- The request:
Repeat the records below exactly.

── Given records ──

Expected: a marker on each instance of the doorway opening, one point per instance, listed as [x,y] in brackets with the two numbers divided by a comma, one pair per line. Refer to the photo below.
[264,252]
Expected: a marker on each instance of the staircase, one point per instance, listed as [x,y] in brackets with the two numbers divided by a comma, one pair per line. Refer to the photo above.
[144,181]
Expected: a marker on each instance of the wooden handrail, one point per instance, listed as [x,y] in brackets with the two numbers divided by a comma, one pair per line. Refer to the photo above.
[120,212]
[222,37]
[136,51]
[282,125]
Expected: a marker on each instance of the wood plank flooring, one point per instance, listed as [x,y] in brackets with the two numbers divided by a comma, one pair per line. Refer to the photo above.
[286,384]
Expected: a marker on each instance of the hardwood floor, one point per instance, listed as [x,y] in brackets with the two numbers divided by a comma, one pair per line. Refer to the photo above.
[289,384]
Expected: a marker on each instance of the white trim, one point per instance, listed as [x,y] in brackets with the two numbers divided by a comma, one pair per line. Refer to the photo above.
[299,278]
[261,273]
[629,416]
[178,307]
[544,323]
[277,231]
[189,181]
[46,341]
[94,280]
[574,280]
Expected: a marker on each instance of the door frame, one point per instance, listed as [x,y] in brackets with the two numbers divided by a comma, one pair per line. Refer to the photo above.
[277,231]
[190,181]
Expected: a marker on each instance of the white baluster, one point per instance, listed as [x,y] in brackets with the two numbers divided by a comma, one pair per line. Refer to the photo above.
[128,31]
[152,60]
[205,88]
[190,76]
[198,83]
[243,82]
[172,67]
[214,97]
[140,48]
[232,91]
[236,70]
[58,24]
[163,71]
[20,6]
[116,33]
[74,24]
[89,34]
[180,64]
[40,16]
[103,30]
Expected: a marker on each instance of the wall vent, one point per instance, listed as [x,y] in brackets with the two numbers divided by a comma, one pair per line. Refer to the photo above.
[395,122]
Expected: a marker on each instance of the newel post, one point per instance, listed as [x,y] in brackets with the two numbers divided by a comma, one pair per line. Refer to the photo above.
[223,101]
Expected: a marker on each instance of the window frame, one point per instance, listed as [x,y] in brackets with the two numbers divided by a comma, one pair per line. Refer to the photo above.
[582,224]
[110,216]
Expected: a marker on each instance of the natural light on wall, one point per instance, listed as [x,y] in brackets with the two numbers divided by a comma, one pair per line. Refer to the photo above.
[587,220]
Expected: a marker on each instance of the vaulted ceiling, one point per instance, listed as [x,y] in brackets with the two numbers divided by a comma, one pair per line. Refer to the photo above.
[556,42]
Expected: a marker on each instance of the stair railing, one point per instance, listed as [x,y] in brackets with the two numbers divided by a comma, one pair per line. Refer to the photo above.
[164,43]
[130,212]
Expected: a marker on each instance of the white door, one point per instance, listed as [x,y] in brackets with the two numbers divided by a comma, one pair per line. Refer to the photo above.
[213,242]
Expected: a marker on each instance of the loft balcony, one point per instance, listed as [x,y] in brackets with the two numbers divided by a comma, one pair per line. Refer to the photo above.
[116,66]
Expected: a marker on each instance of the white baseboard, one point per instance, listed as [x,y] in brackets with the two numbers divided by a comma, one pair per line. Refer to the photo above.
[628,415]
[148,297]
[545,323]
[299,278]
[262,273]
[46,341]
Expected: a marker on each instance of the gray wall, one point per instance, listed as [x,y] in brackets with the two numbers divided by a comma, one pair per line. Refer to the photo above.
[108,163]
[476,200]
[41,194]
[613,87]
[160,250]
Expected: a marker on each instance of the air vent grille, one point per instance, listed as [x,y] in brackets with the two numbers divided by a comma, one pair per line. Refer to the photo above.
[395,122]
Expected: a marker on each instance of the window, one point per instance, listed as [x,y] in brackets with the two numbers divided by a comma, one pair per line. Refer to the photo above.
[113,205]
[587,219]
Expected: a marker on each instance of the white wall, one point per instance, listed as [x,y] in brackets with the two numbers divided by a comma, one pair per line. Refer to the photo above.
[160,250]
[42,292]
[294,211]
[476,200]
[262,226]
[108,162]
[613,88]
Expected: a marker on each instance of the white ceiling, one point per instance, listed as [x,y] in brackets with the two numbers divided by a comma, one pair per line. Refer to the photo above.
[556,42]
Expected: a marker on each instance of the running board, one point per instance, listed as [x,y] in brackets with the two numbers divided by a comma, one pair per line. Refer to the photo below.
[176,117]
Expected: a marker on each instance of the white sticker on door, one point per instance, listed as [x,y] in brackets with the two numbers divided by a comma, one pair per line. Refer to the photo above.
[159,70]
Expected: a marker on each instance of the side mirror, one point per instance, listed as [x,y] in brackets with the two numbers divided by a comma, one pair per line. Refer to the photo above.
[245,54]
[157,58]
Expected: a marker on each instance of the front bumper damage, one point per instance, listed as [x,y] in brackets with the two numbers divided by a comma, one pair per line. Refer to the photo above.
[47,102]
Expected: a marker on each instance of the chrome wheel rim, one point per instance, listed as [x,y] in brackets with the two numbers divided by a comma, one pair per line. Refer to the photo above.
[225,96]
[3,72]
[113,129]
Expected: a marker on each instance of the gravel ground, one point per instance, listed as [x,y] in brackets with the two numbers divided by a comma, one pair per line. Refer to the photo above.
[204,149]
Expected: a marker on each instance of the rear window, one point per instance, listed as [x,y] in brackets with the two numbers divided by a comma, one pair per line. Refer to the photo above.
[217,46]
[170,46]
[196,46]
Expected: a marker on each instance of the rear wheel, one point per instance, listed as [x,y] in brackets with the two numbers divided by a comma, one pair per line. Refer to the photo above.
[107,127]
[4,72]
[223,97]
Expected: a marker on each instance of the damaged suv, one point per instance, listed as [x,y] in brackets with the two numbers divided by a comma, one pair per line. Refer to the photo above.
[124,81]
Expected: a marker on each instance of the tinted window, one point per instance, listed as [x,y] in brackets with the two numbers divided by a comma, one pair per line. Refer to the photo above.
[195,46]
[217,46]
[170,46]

───

- Answer in full:
Expected: a marker on each instance of the doorway opening, one point per instance, listed as [x,y] in brackets with the two numbers divided by a comma, one pair per line. Refer to the photo below.
[264,252]
Expected: a marker on each instance of the staircase, one point per instance, listed as [x,y] in brackets with the two numbers divided by a comma, one pair per line. Refer to the photo above.
[144,181]
Expected: a marker on each instance of the wooden handrail, one point per instance, listed as [x,y] in brackets with the two numbers divided by a comma, one pair per line. Refer to the photo above.
[120,212]
[222,37]
[136,51]
[282,125]
Expected: a marker on each instance of the wood plank flooring, one point per instance, listed as [x,y] in brackets with the two numbers divided by a comma, one pair per line. Refer to the photo above.
[286,384]
Expected: a marker on each instance of the hardwood floor, one point per instance, listed as [x,y] in brackets with the two numbers divided by a comma, one pair per line. Refer to the photo above.
[289,384]
Expected: a marker on each instance of the white trim, one point per instance, listed as [x,y] in brackets with the two numbers divided by a comma, one pair per line. Refer to the photo above.
[299,278]
[261,273]
[629,416]
[178,307]
[544,323]
[277,231]
[189,181]
[46,341]
[94,280]
[574,280]
Expected: a marker on each instance of the door frame, one point per instance, listed as [x,y] in brackets with the two numbers divided by a comma, one pair per line. Refer to the photo above.
[277,231]
[190,181]
Expected: a marker on each instance of the white baluster, one point per instance, listed as [x,y] in brackets with the two numbers divided by a comma, one pair per line. Refer to the photo above.
[128,31]
[152,60]
[205,88]
[190,76]
[198,83]
[243,82]
[172,67]
[214,97]
[140,48]
[232,91]
[236,70]
[58,24]
[163,71]
[20,6]
[116,33]
[74,24]
[89,34]
[180,64]
[40,16]
[103,30]
Expected: a marker on each instance of the wall vent, one point per instance, listed as [x,y] in brackets with the two numbers divided by a comma, one pair per line. Refer to the photo above.
[395,122]
Expected: a marker on each instance of the newel post, one point per instance, listed as [x,y] in brackets with the two numbers divided by a comma, one pair per line. Refer to the photo above.
[223,101]
Expected: a marker on each instance of the window frame, one point per instance, listed as [x,y] in brackets with the two numbers divided by a comma, one pair per line. Refer to the photo above.
[582,224]
[110,216]
Expected: a marker on each instance of the natural light on wall, one point per instance, listed as [x,y] in brackets with the two numbers divided by a comma, one pair per line. Refer to the photo above.
[587,220]
Expected: a marker on each instance of the vaulted ceiling, one point per instance, listed as [x,y] in brackets with the two numbers divided by a comma, one pair per line. Refer to the photo above.
[556,42]
Expected: a marker on each instance of the stair railing, one point per instance, listed as [x,y] in brackets with the two numbers divided by a comma, one pair per line. Refer to the photo above.
[164,43]
[130,212]
Expected: a marker on each instance of the white door, one point per instance, listed as [x,y] in brackets with the two numbers divided by a comma, one pair per line. Refer to the photo above.
[213,242]
Expected: a marker on each instance of the loft balcony, one point per instance, listed as [x,y] in brackets with the two numbers divided by a comma, one pair per line. Refer to the photo above.
[116,66]
Expected: a marker on each instance of the white baseboard, one point per instance, listed as [x,y] in brackets with the two numbers divided by a comma, one pair per line. Refer to the photo above.
[628,415]
[148,297]
[545,323]
[299,278]
[262,273]
[46,341]
Expected: a marker on each instance of the gray wall, one point per instance, listed as [x,y] in brackets with the two numbers divided by a comma, one pair per line. Refer to the photo above.
[108,163]
[476,200]
[41,194]
[613,87]
[160,250]
Expected: a marker on each instance of the air vent grille, one point per instance, listed as [x,y] in brackets with the two numbers divided by a comma, one pair per line. Refer to the photo above.
[395,122]
Expected: a marker on each instance of the window, one point per instance, listed as [x,y] in brackets with the two numbers divided by a comma, one pair per line. Refer to the photo above.
[113,205]
[587,219]
Expected: a marker on each instance of the white wall, one point per instance, listed as [x,y] in brackets with the two numbers divided by a comma, one pair per line. Refer to the photo above.
[160,250]
[42,292]
[294,211]
[476,200]
[262,226]
[108,162]
[613,88]
Expected: a marker on each instance of the white ceiling, one point per instance, listed as [x,y] in brackets with the two numbers divided by a comma, one pair per line. Refer to the photo above.
[556,42]
Expected: a marker on each instance of the running board, one point per instance, listed as [x,y] in brackets with the two numbers divided by a comma, one pair per line. Refer to the photo below.
[176,117]
Expected: a marker on each instance of the white sticker on door, one point per instance, listed as [x,y] in brackets with the two numbers divided by a comma, one pair per line. Refer to the photo above.
[159,70]
Expected: a marker on each instance of the side mirror, one point per instance, listed as [x,y] in brackets with the two numbers divided by a comma, one pair per line. Refer to the photo above.
[245,54]
[157,58]
Expected: a marker on each instance of the front bumper damage, one point per instance, listed as [x,y] in brackets with the two numbers divided by a comma, one pair per line. Refer to the photo above.
[47,102]
Expected: a marker on each instance of the chrome wheel rim, one point per instance, listed as [x,y] in brackets with the two numbers divided by a comma, one pair per line. Refer to the photo above.
[225,96]
[3,72]
[113,129]
Expected: a marker on each instance of the gravel ground, one point per instance, listed as [x,y] in brackets with the two numbers divided by a comma, one pair per line. Refer to the photo above.
[204,149]
Expected: a marker on each instance of the rear window, one point per instance, listed as [x,y] in brackets with the two numbers divided by a comma, one pair per line. Refer to the photo above.
[217,46]
[170,46]
[196,46]
Expected: a marker on each instance of the rear wheel, one point per instance, listed as [x,y] in brackets with the two numbers divided by a comma, one pair per line. Refer to the photo above.
[107,127]
[4,72]
[223,97]
Expected: a marker on each instance of the damaged suv, one point per instance, listed as [x,y] in brackets with the two numbers divided by a comma, one pair per line. Refer to the photo above.
[124,81]
Expected: a marker on each instance of the tinted window, one point per instance, listed as [x,y] in brackets with the two numbers divided by a comma, one pair per line. Refer to the photo above.
[195,46]
[217,46]
[170,46]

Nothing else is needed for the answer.